● **TASK OBJECTIVE**
How many lines in the material below contain the string "hedge"? Reply with the number alone.

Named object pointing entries
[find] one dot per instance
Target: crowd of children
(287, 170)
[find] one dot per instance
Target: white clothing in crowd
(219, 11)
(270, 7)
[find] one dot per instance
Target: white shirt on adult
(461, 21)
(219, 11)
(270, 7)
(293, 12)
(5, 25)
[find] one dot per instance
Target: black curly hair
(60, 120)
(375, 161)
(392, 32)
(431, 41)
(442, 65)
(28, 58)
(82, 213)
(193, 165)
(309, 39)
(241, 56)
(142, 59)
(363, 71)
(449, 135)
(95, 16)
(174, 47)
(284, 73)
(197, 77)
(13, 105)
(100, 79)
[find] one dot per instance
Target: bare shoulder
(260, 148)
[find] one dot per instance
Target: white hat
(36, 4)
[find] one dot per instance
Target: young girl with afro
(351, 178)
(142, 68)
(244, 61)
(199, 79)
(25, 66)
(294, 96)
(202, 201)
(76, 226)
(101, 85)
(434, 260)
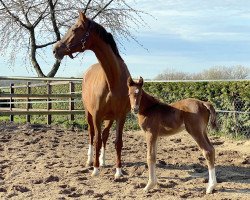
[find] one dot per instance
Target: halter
(82, 41)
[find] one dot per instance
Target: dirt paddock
(40, 162)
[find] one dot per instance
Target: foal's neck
(147, 102)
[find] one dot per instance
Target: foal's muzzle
(135, 109)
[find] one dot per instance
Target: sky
(181, 35)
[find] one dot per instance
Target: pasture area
(48, 162)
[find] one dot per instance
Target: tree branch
(53, 19)
(13, 16)
(41, 16)
(100, 11)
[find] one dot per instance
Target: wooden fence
(9, 97)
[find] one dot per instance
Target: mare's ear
(130, 81)
(82, 16)
(140, 81)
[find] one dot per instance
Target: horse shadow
(224, 173)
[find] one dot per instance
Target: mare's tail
(211, 109)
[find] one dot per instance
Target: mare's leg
(91, 139)
(97, 143)
(105, 135)
(151, 159)
(212, 182)
(200, 136)
(118, 145)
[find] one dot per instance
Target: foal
(159, 119)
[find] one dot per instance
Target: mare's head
(77, 38)
(135, 93)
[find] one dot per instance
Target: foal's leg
(91, 139)
(98, 144)
(151, 159)
(118, 145)
(212, 182)
(105, 135)
(209, 154)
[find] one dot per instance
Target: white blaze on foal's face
(135, 99)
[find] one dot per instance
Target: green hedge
(224, 95)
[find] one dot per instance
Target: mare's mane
(105, 36)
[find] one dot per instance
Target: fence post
(28, 106)
(71, 100)
(49, 106)
(11, 101)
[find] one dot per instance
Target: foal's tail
(211, 109)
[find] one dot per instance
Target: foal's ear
(130, 81)
(82, 16)
(140, 82)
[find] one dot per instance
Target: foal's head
(135, 93)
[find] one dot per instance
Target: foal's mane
(106, 37)
(151, 101)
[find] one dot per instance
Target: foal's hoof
(118, 173)
(149, 186)
(102, 163)
(89, 163)
(210, 188)
(95, 172)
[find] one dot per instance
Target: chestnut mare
(159, 119)
(104, 87)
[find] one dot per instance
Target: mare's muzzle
(135, 109)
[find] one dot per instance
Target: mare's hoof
(118, 173)
(95, 172)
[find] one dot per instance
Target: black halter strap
(82, 41)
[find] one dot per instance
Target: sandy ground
(40, 162)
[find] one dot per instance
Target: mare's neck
(147, 102)
(109, 61)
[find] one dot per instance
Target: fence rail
(40, 98)
(9, 98)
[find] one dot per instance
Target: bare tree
(35, 25)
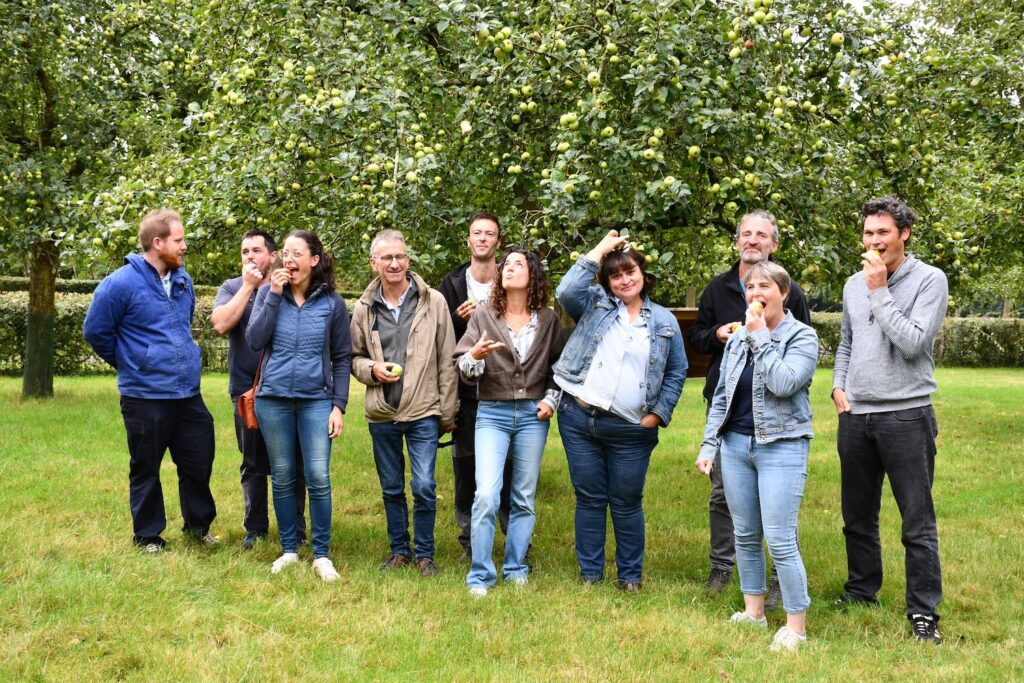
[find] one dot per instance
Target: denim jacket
(783, 367)
(594, 310)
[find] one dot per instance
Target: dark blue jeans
(900, 444)
(421, 438)
(607, 459)
(286, 423)
(185, 427)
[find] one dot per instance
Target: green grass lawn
(78, 603)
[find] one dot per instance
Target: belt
(594, 409)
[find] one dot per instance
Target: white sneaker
(786, 639)
(284, 561)
(744, 617)
(325, 568)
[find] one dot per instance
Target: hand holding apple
(484, 347)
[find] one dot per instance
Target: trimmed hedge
(964, 341)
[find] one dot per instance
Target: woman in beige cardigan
(508, 351)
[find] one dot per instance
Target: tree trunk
(38, 374)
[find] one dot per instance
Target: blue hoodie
(144, 335)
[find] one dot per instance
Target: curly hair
(537, 290)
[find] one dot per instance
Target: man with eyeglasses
(402, 343)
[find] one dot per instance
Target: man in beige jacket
(402, 342)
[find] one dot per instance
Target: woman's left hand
(650, 421)
(335, 423)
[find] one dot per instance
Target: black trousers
(184, 426)
(255, 469)
(464, 469)
(900, 444)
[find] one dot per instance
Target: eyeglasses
(394, 258)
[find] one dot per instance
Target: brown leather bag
(247, 401)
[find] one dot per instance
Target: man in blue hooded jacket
(140, 323)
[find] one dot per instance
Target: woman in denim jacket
(621, 373)
(760, 418)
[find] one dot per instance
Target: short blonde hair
(773, 271)
(155, 224)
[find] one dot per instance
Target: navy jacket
(144, 335)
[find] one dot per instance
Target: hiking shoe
(926, 629)
(252, 538)
(427, 567)
(718, 579)
(786, 639)
(284, 561)
(748, 619)
(325, 569)
(773, 601)
(394, 562)
(847, 600)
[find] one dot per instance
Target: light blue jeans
(500, 423)
(284, 423)
(764, 483)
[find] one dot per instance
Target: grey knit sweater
(884, 360)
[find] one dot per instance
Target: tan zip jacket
(430, 379)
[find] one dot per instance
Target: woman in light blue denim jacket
(621, 373)
(760, 418)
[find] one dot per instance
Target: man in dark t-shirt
(230, 316)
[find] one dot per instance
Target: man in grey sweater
(882, 387)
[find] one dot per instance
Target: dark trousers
(464, 468)
(900, 444)
(184, 426)
(255, 469)
(723, 549)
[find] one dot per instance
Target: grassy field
(78, 603)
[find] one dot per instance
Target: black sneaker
(773, 601)
(847, 600)
(718, 579)
(252, 538)
(926, 629)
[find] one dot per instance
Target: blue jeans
(282, 420)
(607, 459)
(421, 439)
(501, 424)
(764, 483)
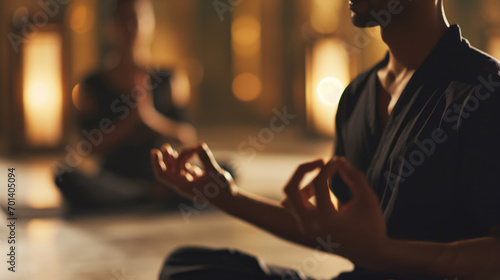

● **EXPECTED ANSWER**
2